Introduction to Thermal Conductivity Sensors

Thermal conductivity sensors are devices that quantify gases such as methane, helium and hydrogen, with percentage volume ranging from 0 to 100% and with varying thermal conductivities corresponding to a reference gas such as air. The difference in thermal conductivities can change according to the temperature of the gas.

The operating temperature of sensors running on SGX voltages ranges from 400 to 500°C. The temperature of the gases to be detected by the sensor will be eventually close to the operating temperature. In addition, the thermal conductivities of the detectable gases, except carbon dioxide and argon will be greater when compared to air. The graph below shows the difference in thermal conductivities of different gases.

Relative Thermal Conductivity of Gas with Temperature

Figure 1. Relative Thermal Conductivity of Gas with Temperature

The graph indicates that sensor signals of low density gases such as helium and hydrogen will be greater than that of other gases. The difference in thermal conductivities could be up to a factor of 6.

Design

Like the compensators present in catalytic pellistor sensors, two matched inert beads are provided in the thermal conductivity sensor. The beads are welded on the header consisting of a metal can. One of the beads is sealed in the metal can or a chamber inside the certified head, and the other bead is exposed to the target gas.

Working Principle

The sensor is arranged in a Wheatstone bridge circuit and supplied with a constant voltage. Under atmospheric conditions, the beads release heat creating a set difference in resistances. This difference provides a bridge signal that can be nullified within the circuit.

Upon exposing the detecting elements to the target gas, a rise or drop in bead temperature occurs owing to the loss of heat from the detector bead, which subsequently results in the formation of resistance. The difference in bead temperature corresponds to the difference in thermal conductivities of target gases with respect to the reference gas. However, the sealed bead does not undergo any changes. The rise or drop in resistance is demoted by the positive/negative results of the bridge circuit.

The output derived based on the target gas, operating voltage and the type of sensor can be range from 50 to 100mV positive for pure argon gas, and 100 to 700mV negative for pure gases such as helium and methane.

Linearity

The signal output is observed to be non-linear with reference to the increasing gas concentrations. The non-linearity can be analyzed with the help of look-up tables or curve fitting methods such as quadratic response.

Resolution and Accuracy

In general, thermal conductivity sensors measure gases of volume percentage between 0 and 100%. The resolution of the sensor, however, is sufficient to extend over such a huge LEL range. The accuracy of output derived from the curve fitting determines the resolution of sensor.

The devices carrying the thermal conductivity sensor should meet the specified standards of EN 61779 Parts 3 and 5.
----
According to the passage on thermal conductivity sensors, what is the operating temperature range of sensors running on SGX voltages? The data placed after this point is separate material and is not part of the passage.

Data =>
----
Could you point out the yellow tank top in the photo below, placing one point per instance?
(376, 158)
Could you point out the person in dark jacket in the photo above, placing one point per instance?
----
Task output => From 400 to 500°C.